● **Texto seleccionado**:
Para que los romanistas, si alguna vez volvían a prevalecer, nunca deshonraran ese cuerpo, tomaron las cenizas de la esposa de Pedro Mártir y las mezclaron con las supuestas cenizas de un santo romano. Mezclando las dos, dijeron: “Ahora estos romanistas nunca profanarán este cuerpo, porque tendrán miedo de profanar las reliquias de su propio santo”.

Quizá algunos sabios digan: “¿Cómo pueden separarse estas dos cosas?”. Pues bien, podrían separarse fácilmente si Dios quisiera hacerlo, ya que se da por sentado que Dios es omnisciente y omnipotente, y no hay que preguntar nunca cómo, porque la omnisciencia y la omnipresencia sacan la cuestión a la luz y deciden el asunto de inmediato.

Además, no es necesario que sea así. Los gérmenes vitales de los dos cuerpos no pueden haberse mezclado. Dios ha puesto a sus ángeles a velar por ellos, como puso a Miguel a velar por el cuerpo de Moisés, y sacará los dos gérmenes vitales, y se desarrollarán y los dos cuerpos se pondrán en marcha por separado al sonido de la trompeta del arcángel.

Recordad, pues, y no dudéis que el mismo cuerpo en el que pecasteis será el mismo cuerpo en el que sufriréis en el infierno, y el cuerpo en el que creéis en Cristo, y en el que os sometéis a Dios, será el mismo cuerpo en el que caminaréis por las calles doradas, y en el que alabaréis el nombre de Dios por los siglos de los siglos.

Hasta aquí este primer punto. Pero observen, mientras que la identidad es real, la transformación es gloriosa. El cuerpo aquí es mortal, siempre sujeto a la decadencia. Moramos en una pobre tienda incómoda, continuamente se está rasgando la lona, se están soltando las cuerdas, y se están arrancando las clavijas de la tienda. Estamos llenos de sufrimientos, achaques y dolores, que no son sino premoniciones de la muerte venidera.

● **Haz esto**: Prolonga el sermón de arriba sobre la resurrección del cuerpo a partir de su última oración.

● **Datos disponibles**:

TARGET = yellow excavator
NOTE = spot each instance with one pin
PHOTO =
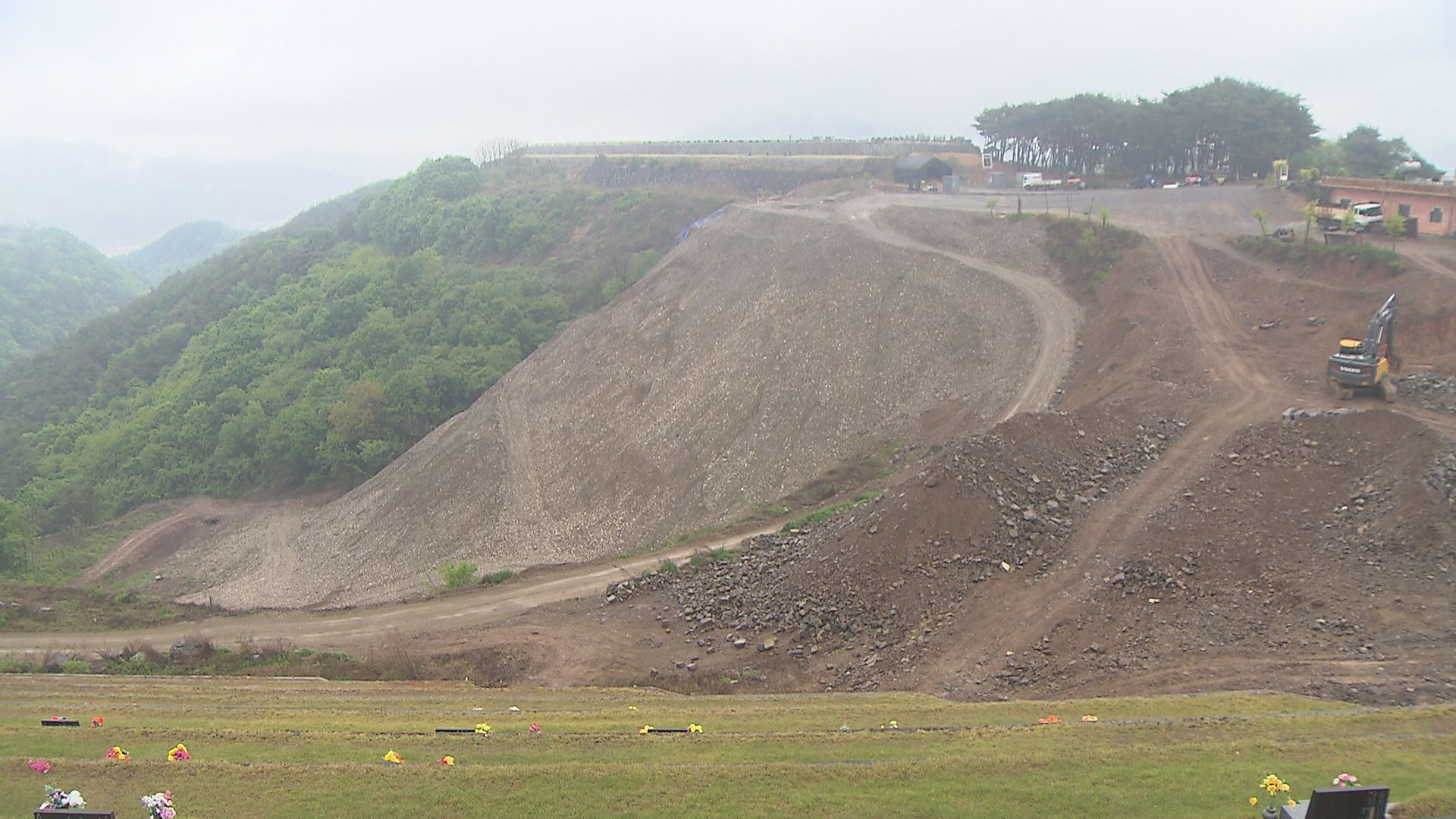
(1367, 365)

● **Resultado del ejercicio**:
Todos sabemos, algunos por nuestros dientes carcomidos, que no son, como dije el otro día, sino las señales de un hombre carcomido, otros por esas canas que están esparcidas aquí y allá, todos sabemos que nuestros cuerpos están constituidos de tal manera que no pueden permanecer aquí sino por un período limitado, y deben, como Dios lo ha querido, regresar a su polvo nativo.

No así, sin embargo, el nuevo cuerpo: “Se siembra en corrupción, resucitará en incorrupción”. Será un cuerpo sobre el cual el paso del tiempo no podrá tener poder, y en el cual el dardo de la muerte nunca podrá ser clavado. Edad tras edad pasarán, pero ese cuerpo existirá en eterna juventud. Cantará, pero su canto nunca se detendrá por la debilidad, volará, pero su vuelo nunca flaqueará por el cansancio. No habrá signos de mortalidad, la mortaja, el azadón y la pala nunca se verán en el cielo. Tal cosa como una tumba abierta nunca aparecerá en el reino celestial, allí viven, viven, viven, pero nunca, nunca, nunca morirán.

Mira, pues, qué diferente debe ser el cuerpo, porque tal como está constituido este cuerpo, cada nervio y cada vaso sanguíneo me dicen que debo morir. No puede ser de otro modo. Debo retener este severo decreto: “Polvo al polvo, tierra a la tierra, cenizas a las cenizas”, pero en el cielo cada nervio del nuevo cuerpo gritará: “Inmortalidad”. Cada parte de ese nuevo cuerpo hablará por sí misma, y le dirá al espíritu inmortal que son compañeros eternos, casados en eterno matrimonio.

Habrá, además, un gran cambio en el nuevo cuerpo en cuanto a su belleza. “Se siembra en deshonra; resucitará en gloria”. La vieja metáfora empleada por todos los predicadores sobre esta doctrina debe ser usada de nuevo. Usted ve aquí una oruga que se arrastra, una imagen de usted mismo, una criatura que come y bebe, y se puede pisar fácilmente. Espera unas semanas, esa oruga se tejerá una mortaja, se acostará, estará inactiva y dormirá. Una imagen de lo que hará.

Debes tejer tu mortaja y luego ser depositado en la tumba. Pero espera un poco, cuando llegue el calor del sol esa cosa aparentemente sin vida romperá su envoltura. La crisálida se desprenderá y el insecto volará dotado de relucientes alas. Habiendo alcanzado su pleno estado de perfección, la imagen misma de la criatura será vista por todos nosotros danzando bajo el rayo del sol.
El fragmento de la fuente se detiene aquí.